(TEXTO):
Es una ley firmada “desde el Palacio del Pardo” por Francisco Franco: la ley de prensa de un dictador.

No es la única ley franquista que, con algunos tachones, aún sigue en vigor. Pero sí la más indignante para un país democrático. No conozco otro lugar en Europa donde la ley de prensa de una tiranía haya sobrevivido hasta hoy. 

En 1978, la Constitución española reconoció el derecho a comunicar o recibir libremente información veraz. Y un año antes, en 1977, el primer Parlamento tras el franquismo derogó buena parte de los artículos de la ley de prensa de la dictadura, los más obscenos, como los que permitían el secuestro de periódicos que cuestionaran “la unidad de España”, la monarquía o “el prestigio” de las fuerzas armadas. Pero no se hizo después mucho más. La ley de prensa de Fraga ahí se quedó, parcialmente mutilada pero aún en vigor. Como una norma que no solo está desfasada: también es una amenaza latente para ese derecho constitucional a la información.

Ningún gobierno democrático se ha atrevido nunca a aplicarla hasta sus últimos extremos. Afortunadamente. Pero no quiero ni imaginar qué podría hacer con ella, en el futuro, un Consejo de Ministros en el que se sentara Vox.

El artículo 67 permite al Gobierno sancionar a los medios y periodistas que publiquen “documentos de carácter reservado”; el artículo 68, a los que tengan la “intención manifiesta de deformar la opinión pública”. El artículo 69 también da autoridad a la Administración para multar o inhabilitar al director o al editor de un periódico. El artículo 3 deja la puerta abierta para aplicar la censura previa en los estados de guerra o excepción. Y no hablo solo de la ley que hizo Fraga para Franco: me refiero a la norma que hoy sigue estando en vigor.

(DATOS REGISTRADOS):
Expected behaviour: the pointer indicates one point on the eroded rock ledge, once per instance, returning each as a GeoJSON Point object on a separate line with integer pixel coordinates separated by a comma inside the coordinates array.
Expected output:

(TAREA BREVE):
Prosigue el texto sobre la ley de prensa franquista a partir de su última oración.

(RESULTADO):
Durante años, buena parte de la profesión periodística ha mirado hacia otro lado ante esta anomalía democrática. Sobre este debate, la frase más repetida entre muchos periodistas es que “la mejor ley de prensa es la que no existe”. Y eso es de facto lo que ocurre en España: tras el recorte de 1977 y el paso de los años, la ley de prensa de Fraga y Franco se ha convertido en un fósil; una norma donde la mitad de los artículos no tienen hoy mucho sentido y la otra mitad son de difícil aplicación, sin chocar frontalmente con la Constitución. Buena parte del articulado refiere a un Ministerio de Información que ni siquiera existe desde hace décadas.

La ley de prensa está caduca. Pero pocos en la prensa quieren una nueva ley.

Es llamativa la contradicción. También lo podemos llamar hipocresía. La prensa suele defender la regulación: para los partidos, los sindicatos, la patronal, la banca, las eléctricas, las aerolíneas, las grandes empresas tecnológicas o la inteligencia artificial. Para todos menos para la propia prensa. También somos el sector que más aboga por la transparencia: para todos los demás, no para los medios de comunicación, que suelen ser opacos cuando se trata de informar sobre sí mismos.

Me atrevo a escribir este artículo, a tirar esta primera piedra, porque en elDiario.es hacemos las cosas de otra manera. Nuestros socios y socias lo sabéis bien. Cada año, detallamos nuestros ingresos y gastos con total transparencia, hasta el último euro. El nombre de nuestros accionistas es público: somos el equipo que fundamos este periódico. Nos hemos sometido voluntariamente a una estricta autorregulación, el Estatuto de elDiario.es, que establece límites tanto periodísticos como de gestión empresarial. Y también cumplimos con los estándares éticos y profesionales de la Journalism Trust Initiative, que lidera Reporteros sin Fronteras.

No somos los únicos. Pero sí muy pocos quienes actuamos así. 

Buena parte de la prensa ha asumido la libertad de expresión como un absoluto, imposible de regular sin cercenar ese derecho. Como si la libertad de circulación estuviera amenazada porque existan las multas de tráfico, los alcoholímetros y los límites de velocidad.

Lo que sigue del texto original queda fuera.